* _Task statement_: Output every line of the records below verbatim, with nothing changed, added, or left out.

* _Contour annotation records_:
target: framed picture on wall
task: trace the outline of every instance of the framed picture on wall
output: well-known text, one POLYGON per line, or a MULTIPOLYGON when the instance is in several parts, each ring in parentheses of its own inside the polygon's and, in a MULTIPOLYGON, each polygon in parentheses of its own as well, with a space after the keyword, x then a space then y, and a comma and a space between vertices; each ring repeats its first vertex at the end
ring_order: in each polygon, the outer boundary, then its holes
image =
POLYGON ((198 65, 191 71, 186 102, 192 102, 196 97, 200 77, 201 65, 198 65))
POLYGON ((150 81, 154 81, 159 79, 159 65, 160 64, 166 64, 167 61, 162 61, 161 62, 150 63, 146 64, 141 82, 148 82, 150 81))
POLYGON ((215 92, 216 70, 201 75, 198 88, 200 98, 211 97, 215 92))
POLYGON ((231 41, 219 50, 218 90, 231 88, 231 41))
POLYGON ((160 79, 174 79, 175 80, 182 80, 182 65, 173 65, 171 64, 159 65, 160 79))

* _Completed task_:
target: framed picture on wall
task: trace the outline of every instance of the framed picture on wall
output: well-known text, one POLYGON per line, or a MULTIPOLYGON when the instance is in several parts, each ring in parentheses of its own inside the polygon's and, in a MULTIPOLYGON, each polygon in parentheses of its own as well, with a space after the keyword, x then a space then y, and a comma and a space between vertices; each ring repeats its first vertex at the end
ring_order: in each polygon, the outer boundary, then its holes
image =
POLYGON ((198 65, 191 71, 186 102, 192 102, 196 97, 200 77, 201 65, 198 65))
POLYGON ((150 81, 154 81, 159 79, 159 65, 160 64, 166 64, 167 61, 162 61, 161 62, 150 63, 146 64, 141 82, 148 82, 150 81))
POLYGON ((215 92, 216 70, 201 75, 198 88, 200 98, 211 97, 215 92))
POLYGON ((231 41, 219 50, 218 90, 231 88, 231 41))
POLYGON ((160 79, 174 79, 175 80, 182 80, 182 65, 173 65, 171 64, 159 65, 160 79))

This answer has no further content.